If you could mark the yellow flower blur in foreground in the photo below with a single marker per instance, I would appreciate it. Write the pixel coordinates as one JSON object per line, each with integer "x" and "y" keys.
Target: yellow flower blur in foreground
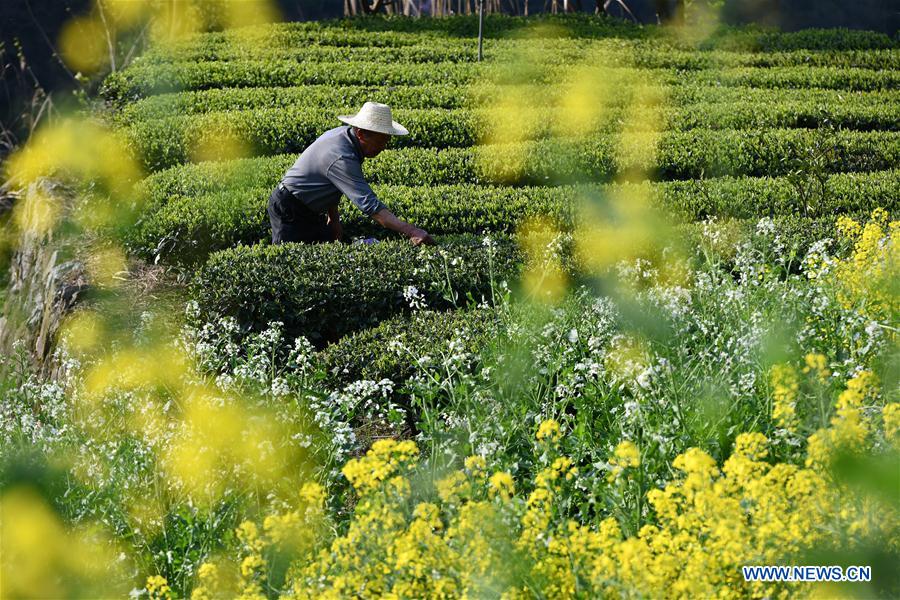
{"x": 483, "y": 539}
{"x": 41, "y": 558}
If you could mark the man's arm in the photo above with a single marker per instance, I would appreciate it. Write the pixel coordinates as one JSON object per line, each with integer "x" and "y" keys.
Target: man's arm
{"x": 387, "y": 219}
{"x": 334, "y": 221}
_ _ _ _
**Task instructions:**
Output the data exactly. Pictures don't belong in the result.

**Problem solution:**
If you could mark the yellow flower blur in foreground in the photo below with a single marker per instance, I would appreciate it. Write the pixel coordinates as one JSON object per line, each with integer "x" and "y" keys.
Target: yellow flower blur in foreground
{"x": 483, "y": 539}
{"x": 41, "y": 558}
If you could mark the man's arm in the photo above with a single marker per instance, I would appreciate it. Write the pixel coordinates as one JSON object per line, each with integer "x" and "y" keys.
Target: man's arm
{"x": 387, "y": 219}
{"x": 334, "y": 221}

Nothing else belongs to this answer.